■ WORK TO COMPLETE:
Your task is to transcribe the records exactly, skipping every image.

Data extracted from a collection:
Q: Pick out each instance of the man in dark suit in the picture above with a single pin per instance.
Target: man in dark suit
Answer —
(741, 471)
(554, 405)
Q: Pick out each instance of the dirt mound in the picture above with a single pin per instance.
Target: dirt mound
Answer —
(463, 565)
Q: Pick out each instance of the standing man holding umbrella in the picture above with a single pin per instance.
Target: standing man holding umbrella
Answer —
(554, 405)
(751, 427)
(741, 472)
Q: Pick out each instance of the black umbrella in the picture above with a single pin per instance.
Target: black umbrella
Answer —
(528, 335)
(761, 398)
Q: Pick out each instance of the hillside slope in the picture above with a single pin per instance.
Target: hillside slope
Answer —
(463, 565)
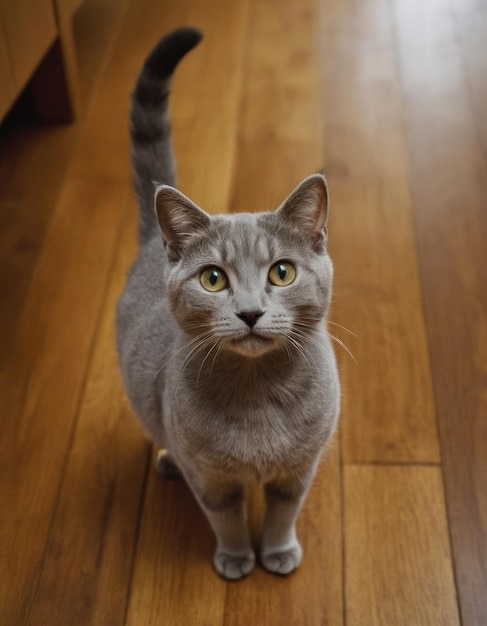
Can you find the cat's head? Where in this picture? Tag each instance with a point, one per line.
(248, 282)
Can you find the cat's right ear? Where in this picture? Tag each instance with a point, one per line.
(179, 219)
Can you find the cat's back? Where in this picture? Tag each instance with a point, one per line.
(145, 329)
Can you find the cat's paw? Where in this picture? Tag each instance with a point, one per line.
(166, 467)
(282, 561)
(233, 567)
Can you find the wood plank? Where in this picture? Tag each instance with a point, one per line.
(279, 143)
(104, 150)
(28, 179)
(40, 389)
(470, 26)
(173, 560)
(389, 413)
(449, 174)
(313, 594)
(88, 563)
(398, 562)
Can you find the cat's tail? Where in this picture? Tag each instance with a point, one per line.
(150, 127)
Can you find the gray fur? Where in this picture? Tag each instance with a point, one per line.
(235, 406)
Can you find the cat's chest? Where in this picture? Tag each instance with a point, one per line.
(259, 436)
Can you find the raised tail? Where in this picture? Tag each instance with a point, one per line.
(150, 128)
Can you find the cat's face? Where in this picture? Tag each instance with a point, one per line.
(248, 283)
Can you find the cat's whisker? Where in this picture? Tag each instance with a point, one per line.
(221, 345)
(215, 344)
(343, 327)
(340, 342)
(299, 348)
(205, 342)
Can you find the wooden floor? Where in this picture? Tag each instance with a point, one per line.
(390, 97)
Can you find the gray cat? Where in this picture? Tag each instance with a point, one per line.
(222, 338)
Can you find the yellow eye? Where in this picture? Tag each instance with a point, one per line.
(282, 274)
(213, 279)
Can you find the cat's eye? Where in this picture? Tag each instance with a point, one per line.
(282, 273)
(213, 279)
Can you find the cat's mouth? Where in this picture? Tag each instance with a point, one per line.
(252, 344)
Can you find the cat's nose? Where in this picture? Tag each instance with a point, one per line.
(250, 317)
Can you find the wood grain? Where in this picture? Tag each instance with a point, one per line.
(390, 418)
(450, 187)
(87, 566)
(389, 97)
(40, 390)
(29, 182)
(397, 550)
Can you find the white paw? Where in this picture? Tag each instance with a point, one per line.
(234, 567)
(282, 561)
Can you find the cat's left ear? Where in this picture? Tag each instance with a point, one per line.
(306, 209)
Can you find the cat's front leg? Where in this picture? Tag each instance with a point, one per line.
(281, 551)
(224, 505)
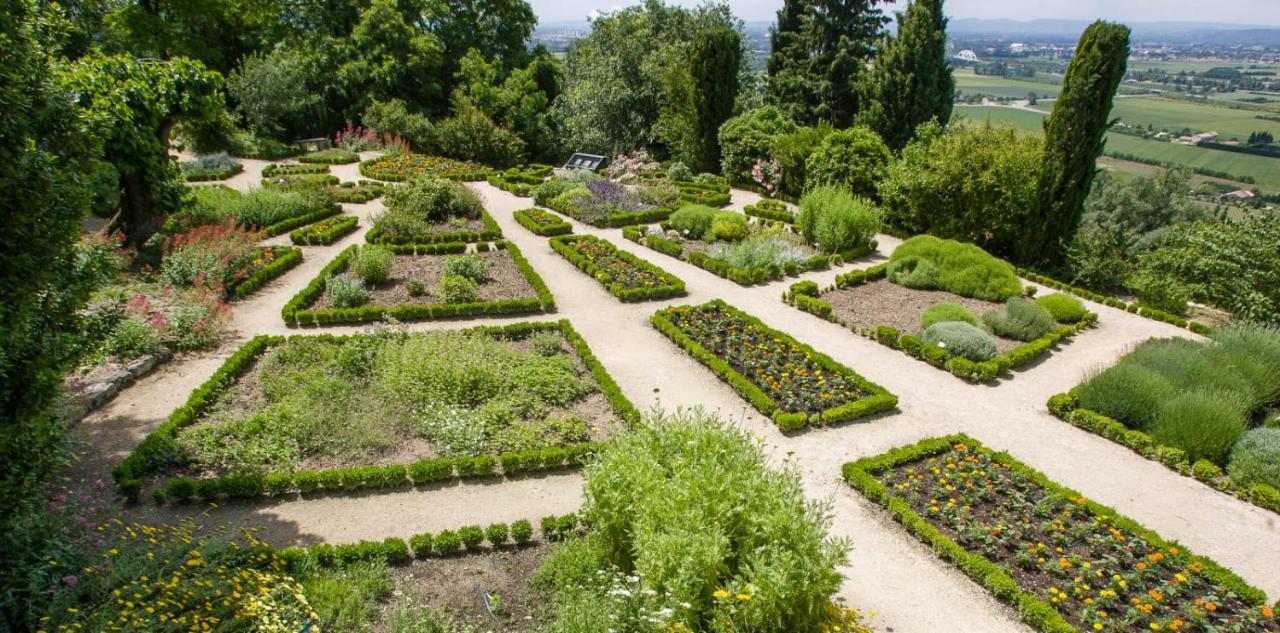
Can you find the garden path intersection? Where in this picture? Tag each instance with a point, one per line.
(890, 572)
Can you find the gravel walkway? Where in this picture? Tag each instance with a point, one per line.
(890, 573)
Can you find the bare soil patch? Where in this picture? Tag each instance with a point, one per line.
(883, 302)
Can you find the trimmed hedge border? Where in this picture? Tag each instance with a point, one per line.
(807, 296)
(741, 276)
(1155, 315)
(672, 285)
(297, 313)
(1033, 610)
(325, 232)
(462, 541)
(204, 177)
(151, 450)
(286, 258)
(529, 219)
(1066, 407)
(880, 399)
(489, 233)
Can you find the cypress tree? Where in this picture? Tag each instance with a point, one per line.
(716, 60)
(912, 81)
(1074, 137)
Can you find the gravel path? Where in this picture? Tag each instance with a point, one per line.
(890, 572)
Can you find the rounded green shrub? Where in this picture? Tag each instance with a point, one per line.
(963, 269)
(961, 339)
(693, 220)
(728, 226)
(1020, 320)
(457, 289)
(946, 311)
(1202, 423)
(1256, 458)
(371, 264)
(346, 290)
(1064, 307)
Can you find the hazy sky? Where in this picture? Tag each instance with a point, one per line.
(1242, 12)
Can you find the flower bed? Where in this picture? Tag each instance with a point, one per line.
(784, 379)
(298, 311)
(266, 264)
(325, 232)
(542, 223)
(405, 166)
(161, 449)
(739, 275)
(627, 276)
(808, 297)
(488, 233)
(1065, 563)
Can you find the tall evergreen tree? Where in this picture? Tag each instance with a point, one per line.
(912, 81)
(819, 51)
(1074, 136)
(714, 64)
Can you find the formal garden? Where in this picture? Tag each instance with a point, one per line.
(301, 343)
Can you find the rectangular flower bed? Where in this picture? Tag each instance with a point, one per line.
(516, 288)
(784, 379)
(542, 221)
(406, 166)
(1064, 562)
(627, 276)
(325, 232)
(415, 408)
(836, 302)
(483, 229)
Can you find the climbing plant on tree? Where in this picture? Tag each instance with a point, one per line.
(132, 105)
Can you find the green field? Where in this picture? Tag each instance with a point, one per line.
(972, 83)
(1265, 170)
(1175, 115)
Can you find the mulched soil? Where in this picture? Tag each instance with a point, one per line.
(883, 302)
(504, 281)
(455, 585)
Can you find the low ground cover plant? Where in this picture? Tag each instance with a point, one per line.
(543, 223)
(781, 377)
(406, 166)
(627, 276)
(1196, 397)
(691, 531)
(928, 262)
(1069, 564)
(432, 209)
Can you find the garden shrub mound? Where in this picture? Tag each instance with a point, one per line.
(429, 210)
(784, 379)
(627, 276)
(1065, 563)
(411, 281)
(407, 166)
(690, 530)
(1196, 397)
(928, 262)
(315, 403)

■ RESULT OF THIS EXERCISE:
Q: Pick out each instance of the man in dark suit in the picture above with a single pin per instance.
Target: man in dark suit
Answer —
(741, 471)
(554, 405)
Q: Pick out each instance of the dirt mound in the picture above with a single pin per instance.
Target: dirt mound
Answer —
(463, 565)
Q: Pick out each instance of the standing man holding umbrella in the picture above with a single pin per instance.
Target: standing man holding umbrella
Answer —
(554, 405)
(751, 427)
(741, 472)
Q: Pick out each instance of the black umbrella in the picture above with a single pin per instance.
Target: black umbrella
Answer —
(528, 335)
(761, 398)
Q: Pick out each instance of the hillside slope in the picture above with a single pin per instance.
Target: hillside slope
Answer —
(463, 565)
Can you find the cat's head? Where in this picture? Tag each instance with a point, one per line.
(248, 282)
Can you find the cat's right ear? Where in this picture? Tag each instance with a point, one per line.
(179, 219)
Can you find the cat's back? Where in this picture? Tag each instance with a point, one per line.
(145, 329)
Can you find the cat's paw? Where in this picture? Tag each instance with a point, one per line.
(166, 467)
(282, 561)
(233, 567)
Can you find the wood plank? Where in this picture? Tag each instance with a point, one per line.
(279, 143)
(104, 150)
(28, 179)
(40, 389)
(470, 26)
(173, 560)
(389, 413)
(449, 174)
(313, 594)
(88, 563)
(398, 562)
Can you find the cat's tail? Where in this picture? Tag each instance with a point, one per line.
(150, 127)
Can you find the gray fur? Where in this picture? Tag each instance with a point, one per line.
(235, 406)
Can you find the cat's chest? Where in this picture? Tag each instance with a point, one per line.
(259, 436)
Can you find the raised tail? Where in this picture? Tag each instance with a point, one per line.
(150, 128)
Can you find the cat's face? Where in this picture? Tag each instance with a point, one per line.
(248, 283)
Can you find the cat's whisker? Where in this picture? Tag each instance with a point, one per line.
(221, 345)
(215, 344)
(343, 327)
(340, 342)
(299, 348)
(205, 342)
Can you find the wooden floor? Where in this picture? Tag each instance with a point, one per line.
(390, 97)
Can you find the gray cat? Where in this picture? Tag each instance with a point, one per line.
(222, 338)
Can you find the yellow eye? Where in this picture? Tag each instance with a point, one per line.
(282, 274)
(213, 279)
Can you find the cat's eye? Where in this picture? Tag each instance with a point, one per line.
(282, 273)
(213, 279)
Can you find the cat's mouth? Where in this picture? Tag each instance with a point, one per line.
(252, 344)
Can you find the cat's nose? Where in this picture? Tag each instance with a point, one per line.
(250, 317)
Can you find the wood grain? Where in this picture? Tag each instance with a point, one per line.
(390, 418)
(450, 187)
(87, 566)
(389, 97)
(40, 390)
(29, 182)
(397, 550)
Can you find the white paw? Where in this picture? Tag each instance with a point, one per line.
(234, 567)
(282, 561)
Can you find the cat's left ear? Where in this picture? Tag each instance with a point, one per line.
(306, 209)
Can you find the cat's front leg? Where in this picture? Tag each instance with a point, one per line.
(281, 551)
(224, 505)
Can you find the garden path intersection? Where in this picture? Tag each instance with a point, one per line.
(890, 572)
Can you find the gravel walkway? Where in this picture? Tag each instance with a point, one per line.
(890, 573)
Can you find the bare soil patch? Where in this picture? Tag each instance with a point, one per line.
(883, 302)
Can you find the trimmed hedge border? Where in this picture? Tag each instance with a point, one per line.
(807, 296)
(741, 276)
(1155, 315)
(672, 285)
(297, 313)
(1033, 610)
(325, 232)
(462, 541)
(204, 177)
(151, 450)
(286, 258)
(529, 219)
(1066, 407)
(880, 399)
(489, 233)
Can you find the cypress tree? Where in this picture? Tag each instance with a point, one per line.
(716, 60)
(912, 81)
(1074, 137)
Can you find the gravel path? Where in this picture? Tag each instance with a point, one per line.
(890, 572)
Can you find the rounded green shrub? Where in this picture? Tag each instance with a point, one per line.
(963, 269)
(961, 339)
(693, 220)
(728, 226)
(1020, 320)
(457, 289)
(946, 311)
(1202, 423)
(1256, 458)
(371, 264)
(346, 290)
(1064, 307)
Can you find the hazy sky? Where in this picture? Tag each instance with a point, one per line.
(1242, 12)
Can you find the flower bed? Where in this picture? Tag each instance with a point, one per line.
(784, 379)
(298, 311)
(266, 264)
(325, 232)
(542, 223)
(405, 166)
(161, 449)
(739, 275)
(627, 276)
(808, 297)
(488, 233)
(1065, 563)
Can you find the tall evergreen tree? Where in this picture? Tag each instance with a point, one per line.
(912, 81)
(819, 51)
(1074, 136)
(714, 64)
Can you find the formal garden? Where in this picture? Tag each instance with a point, one per line.
(301, 343)
Can you find the rectangular flower bed? Where in this picture? Tag each instance with a point, one per line.
(516, 288)
(784, 379)
(542, 221)
(406, 166)
(1064, 562)
(627, 276)
(325, 232)
(415, 408)
(836, 302)
(483, 229)
Can you find the climbing plant on tree? Where in this picture? Tag each instance with a point, one per line.
(132, 105)
Can you find the green field? Where in this picture? Tag each instance with a point, one per line.
(972, 83)
(1265, 170)
(1175, 115)
Can you find the mulched soil? Where in this picture? Tag each instance with a point, one per line.
(883, 302)
(504, 281)
(455, 585)
Can you find the low ground cover plant? Where in this picture? Tag each instance with a point, one per line.
(543, 223)
(781, 377)
(406, 166)
(627, 276)
(1196, 397)
(691, 531)
(928, 262)
(1069, 564)
(432, 209)
Can you find the garden shrub mound? Where in this picture? Tag each instance with a point, one per line.
(429, 210)
(784, 379)
(627, 276)
(1065, 563)
(411, 281)
(407, 166)
(690, 530)
(1196, 397)
(928, 262)
(315, 403)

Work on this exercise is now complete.